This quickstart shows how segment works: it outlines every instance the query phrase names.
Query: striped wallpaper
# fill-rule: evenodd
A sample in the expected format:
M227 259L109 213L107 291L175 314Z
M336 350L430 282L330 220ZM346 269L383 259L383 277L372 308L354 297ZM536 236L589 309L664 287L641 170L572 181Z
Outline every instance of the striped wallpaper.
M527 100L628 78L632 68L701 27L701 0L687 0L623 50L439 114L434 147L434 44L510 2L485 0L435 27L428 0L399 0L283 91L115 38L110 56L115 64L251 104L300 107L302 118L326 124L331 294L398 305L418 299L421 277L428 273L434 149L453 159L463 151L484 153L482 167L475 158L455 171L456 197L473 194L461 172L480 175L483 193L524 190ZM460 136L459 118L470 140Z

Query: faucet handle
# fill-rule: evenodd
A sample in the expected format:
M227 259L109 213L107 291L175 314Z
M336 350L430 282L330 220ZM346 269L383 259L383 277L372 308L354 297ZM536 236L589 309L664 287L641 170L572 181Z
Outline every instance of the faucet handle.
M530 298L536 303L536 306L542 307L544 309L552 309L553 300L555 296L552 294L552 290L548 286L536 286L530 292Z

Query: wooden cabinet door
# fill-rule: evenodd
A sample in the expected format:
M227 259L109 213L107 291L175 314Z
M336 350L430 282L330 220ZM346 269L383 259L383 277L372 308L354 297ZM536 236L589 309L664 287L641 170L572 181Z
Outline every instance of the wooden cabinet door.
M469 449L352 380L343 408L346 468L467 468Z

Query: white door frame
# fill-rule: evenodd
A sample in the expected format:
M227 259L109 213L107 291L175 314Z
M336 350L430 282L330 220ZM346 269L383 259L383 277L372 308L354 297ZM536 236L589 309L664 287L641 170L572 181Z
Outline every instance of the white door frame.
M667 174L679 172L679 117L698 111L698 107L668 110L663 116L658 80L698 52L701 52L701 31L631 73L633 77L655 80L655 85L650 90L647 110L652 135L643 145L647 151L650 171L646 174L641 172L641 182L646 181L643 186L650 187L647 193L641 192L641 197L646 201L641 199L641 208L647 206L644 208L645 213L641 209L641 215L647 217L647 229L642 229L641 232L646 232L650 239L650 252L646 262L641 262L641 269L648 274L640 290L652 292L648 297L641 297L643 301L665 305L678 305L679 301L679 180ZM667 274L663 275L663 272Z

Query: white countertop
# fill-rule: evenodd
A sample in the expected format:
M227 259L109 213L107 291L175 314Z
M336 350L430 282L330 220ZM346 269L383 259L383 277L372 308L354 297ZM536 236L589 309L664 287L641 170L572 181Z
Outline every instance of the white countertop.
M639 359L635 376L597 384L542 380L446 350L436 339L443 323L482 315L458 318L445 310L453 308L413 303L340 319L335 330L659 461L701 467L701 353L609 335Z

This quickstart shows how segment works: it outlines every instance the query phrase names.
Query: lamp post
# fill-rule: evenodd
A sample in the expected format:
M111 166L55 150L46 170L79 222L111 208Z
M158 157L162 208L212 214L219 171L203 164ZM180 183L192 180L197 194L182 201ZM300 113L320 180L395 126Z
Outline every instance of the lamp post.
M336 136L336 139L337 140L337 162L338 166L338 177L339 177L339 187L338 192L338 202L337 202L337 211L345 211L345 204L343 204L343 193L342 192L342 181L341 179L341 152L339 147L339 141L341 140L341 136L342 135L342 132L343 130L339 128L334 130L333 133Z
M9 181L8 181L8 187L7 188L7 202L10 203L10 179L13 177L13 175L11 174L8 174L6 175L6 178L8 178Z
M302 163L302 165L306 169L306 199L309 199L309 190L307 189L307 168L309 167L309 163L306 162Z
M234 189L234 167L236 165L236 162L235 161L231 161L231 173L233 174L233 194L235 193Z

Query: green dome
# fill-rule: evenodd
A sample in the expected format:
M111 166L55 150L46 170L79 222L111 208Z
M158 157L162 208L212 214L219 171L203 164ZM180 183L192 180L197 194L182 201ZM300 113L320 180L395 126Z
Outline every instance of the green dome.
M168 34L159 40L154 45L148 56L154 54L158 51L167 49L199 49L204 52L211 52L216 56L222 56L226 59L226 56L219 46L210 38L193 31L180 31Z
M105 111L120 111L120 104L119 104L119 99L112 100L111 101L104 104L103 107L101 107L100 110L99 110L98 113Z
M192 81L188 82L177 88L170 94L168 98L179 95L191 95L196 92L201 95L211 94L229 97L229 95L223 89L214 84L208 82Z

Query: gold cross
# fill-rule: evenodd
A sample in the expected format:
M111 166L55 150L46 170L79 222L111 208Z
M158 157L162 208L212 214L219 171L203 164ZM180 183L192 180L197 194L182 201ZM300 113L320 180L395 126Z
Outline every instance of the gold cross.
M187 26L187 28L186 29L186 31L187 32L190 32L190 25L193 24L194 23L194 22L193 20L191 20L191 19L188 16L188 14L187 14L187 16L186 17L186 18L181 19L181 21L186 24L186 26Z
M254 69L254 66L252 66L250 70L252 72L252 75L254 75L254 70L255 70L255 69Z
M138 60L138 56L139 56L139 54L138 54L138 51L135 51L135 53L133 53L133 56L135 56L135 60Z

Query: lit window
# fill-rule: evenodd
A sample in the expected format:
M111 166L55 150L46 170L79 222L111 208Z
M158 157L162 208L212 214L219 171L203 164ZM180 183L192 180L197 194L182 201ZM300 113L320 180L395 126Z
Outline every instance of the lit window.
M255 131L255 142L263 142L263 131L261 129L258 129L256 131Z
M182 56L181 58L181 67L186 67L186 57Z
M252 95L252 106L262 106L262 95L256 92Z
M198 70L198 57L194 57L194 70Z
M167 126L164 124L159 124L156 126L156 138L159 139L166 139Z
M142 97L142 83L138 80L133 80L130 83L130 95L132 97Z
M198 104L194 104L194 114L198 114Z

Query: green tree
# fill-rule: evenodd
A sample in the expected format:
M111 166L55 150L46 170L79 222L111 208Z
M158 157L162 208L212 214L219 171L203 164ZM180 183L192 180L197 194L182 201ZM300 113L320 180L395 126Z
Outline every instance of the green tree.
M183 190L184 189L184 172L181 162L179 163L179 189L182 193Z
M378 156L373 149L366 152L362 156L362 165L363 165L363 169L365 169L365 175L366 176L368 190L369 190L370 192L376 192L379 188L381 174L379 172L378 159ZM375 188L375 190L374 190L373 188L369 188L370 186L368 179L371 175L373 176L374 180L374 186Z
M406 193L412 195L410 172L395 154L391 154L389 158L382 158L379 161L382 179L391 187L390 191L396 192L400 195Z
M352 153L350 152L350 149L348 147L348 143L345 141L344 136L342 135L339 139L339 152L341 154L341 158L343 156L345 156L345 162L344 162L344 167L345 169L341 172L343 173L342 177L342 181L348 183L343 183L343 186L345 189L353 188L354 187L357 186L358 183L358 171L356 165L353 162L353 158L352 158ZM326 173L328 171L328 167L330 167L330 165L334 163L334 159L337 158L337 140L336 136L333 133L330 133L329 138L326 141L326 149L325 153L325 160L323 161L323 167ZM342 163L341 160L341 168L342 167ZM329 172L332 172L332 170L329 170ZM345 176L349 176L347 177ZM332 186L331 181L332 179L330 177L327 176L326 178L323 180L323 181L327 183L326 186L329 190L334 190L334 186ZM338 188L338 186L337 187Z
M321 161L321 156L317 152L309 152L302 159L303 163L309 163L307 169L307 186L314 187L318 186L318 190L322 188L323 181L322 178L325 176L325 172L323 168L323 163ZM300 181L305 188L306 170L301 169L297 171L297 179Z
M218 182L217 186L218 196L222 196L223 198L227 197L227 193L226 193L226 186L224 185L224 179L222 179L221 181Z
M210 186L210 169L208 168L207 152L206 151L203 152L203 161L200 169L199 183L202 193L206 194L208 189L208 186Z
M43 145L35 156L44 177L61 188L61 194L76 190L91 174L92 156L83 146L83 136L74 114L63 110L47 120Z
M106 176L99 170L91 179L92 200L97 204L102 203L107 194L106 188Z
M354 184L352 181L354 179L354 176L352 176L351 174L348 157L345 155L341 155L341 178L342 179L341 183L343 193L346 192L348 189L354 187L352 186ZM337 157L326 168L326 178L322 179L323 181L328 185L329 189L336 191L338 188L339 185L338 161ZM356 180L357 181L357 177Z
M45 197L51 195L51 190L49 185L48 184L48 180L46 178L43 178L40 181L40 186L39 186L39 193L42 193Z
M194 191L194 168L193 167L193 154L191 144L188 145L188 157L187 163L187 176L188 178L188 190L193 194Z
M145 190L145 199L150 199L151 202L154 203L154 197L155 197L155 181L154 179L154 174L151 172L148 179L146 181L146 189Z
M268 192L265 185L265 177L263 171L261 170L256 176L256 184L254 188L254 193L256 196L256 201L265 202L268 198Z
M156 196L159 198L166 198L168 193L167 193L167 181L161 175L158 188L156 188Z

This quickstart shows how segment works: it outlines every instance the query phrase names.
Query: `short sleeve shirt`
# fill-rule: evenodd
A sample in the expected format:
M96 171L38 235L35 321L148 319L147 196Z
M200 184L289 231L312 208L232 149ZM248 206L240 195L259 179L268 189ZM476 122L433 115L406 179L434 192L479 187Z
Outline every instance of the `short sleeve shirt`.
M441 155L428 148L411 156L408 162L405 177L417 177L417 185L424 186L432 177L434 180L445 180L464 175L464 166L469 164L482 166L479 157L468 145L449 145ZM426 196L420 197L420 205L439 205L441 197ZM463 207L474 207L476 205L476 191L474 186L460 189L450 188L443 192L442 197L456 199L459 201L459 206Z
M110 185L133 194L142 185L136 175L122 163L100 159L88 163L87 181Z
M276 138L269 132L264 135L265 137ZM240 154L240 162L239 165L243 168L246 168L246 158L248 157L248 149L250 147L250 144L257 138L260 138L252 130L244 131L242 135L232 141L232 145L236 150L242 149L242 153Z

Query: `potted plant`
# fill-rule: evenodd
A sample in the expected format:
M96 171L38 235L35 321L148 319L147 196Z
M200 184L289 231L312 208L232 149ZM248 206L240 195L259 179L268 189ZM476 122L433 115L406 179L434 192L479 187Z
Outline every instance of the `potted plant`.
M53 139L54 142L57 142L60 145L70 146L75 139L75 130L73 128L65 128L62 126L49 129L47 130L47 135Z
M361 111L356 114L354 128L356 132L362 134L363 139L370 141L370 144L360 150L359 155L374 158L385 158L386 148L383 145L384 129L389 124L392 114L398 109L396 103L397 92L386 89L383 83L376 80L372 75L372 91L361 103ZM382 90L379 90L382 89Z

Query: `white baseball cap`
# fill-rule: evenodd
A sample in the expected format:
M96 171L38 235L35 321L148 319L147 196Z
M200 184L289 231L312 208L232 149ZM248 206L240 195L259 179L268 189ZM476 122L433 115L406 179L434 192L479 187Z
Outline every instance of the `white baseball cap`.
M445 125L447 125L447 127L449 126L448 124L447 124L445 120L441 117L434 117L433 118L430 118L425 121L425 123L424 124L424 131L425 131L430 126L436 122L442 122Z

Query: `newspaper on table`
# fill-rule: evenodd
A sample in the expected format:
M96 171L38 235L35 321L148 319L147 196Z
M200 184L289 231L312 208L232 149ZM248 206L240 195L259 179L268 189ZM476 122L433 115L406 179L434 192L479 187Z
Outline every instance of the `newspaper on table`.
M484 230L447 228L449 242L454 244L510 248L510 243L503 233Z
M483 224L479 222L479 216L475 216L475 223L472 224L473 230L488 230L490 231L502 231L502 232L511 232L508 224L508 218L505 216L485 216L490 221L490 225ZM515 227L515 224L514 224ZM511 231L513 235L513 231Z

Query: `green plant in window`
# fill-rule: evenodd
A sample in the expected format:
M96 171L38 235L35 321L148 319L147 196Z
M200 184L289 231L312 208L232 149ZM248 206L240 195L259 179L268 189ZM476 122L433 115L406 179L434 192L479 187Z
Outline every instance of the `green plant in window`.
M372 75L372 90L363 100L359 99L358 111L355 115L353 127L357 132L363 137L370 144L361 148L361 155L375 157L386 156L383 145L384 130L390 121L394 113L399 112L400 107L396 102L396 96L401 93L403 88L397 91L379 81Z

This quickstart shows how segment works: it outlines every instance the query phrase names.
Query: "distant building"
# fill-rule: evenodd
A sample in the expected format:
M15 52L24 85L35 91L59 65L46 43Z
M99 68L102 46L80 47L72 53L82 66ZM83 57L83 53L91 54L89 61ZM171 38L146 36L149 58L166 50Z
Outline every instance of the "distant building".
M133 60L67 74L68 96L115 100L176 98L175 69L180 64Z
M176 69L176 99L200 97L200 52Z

What the task requires: Locate each line in the rows above that contains the string "table", and copy those lines out in full.

Final answer:
Query: `newspaper on table`
Outline every instance of the `newspaper on table`.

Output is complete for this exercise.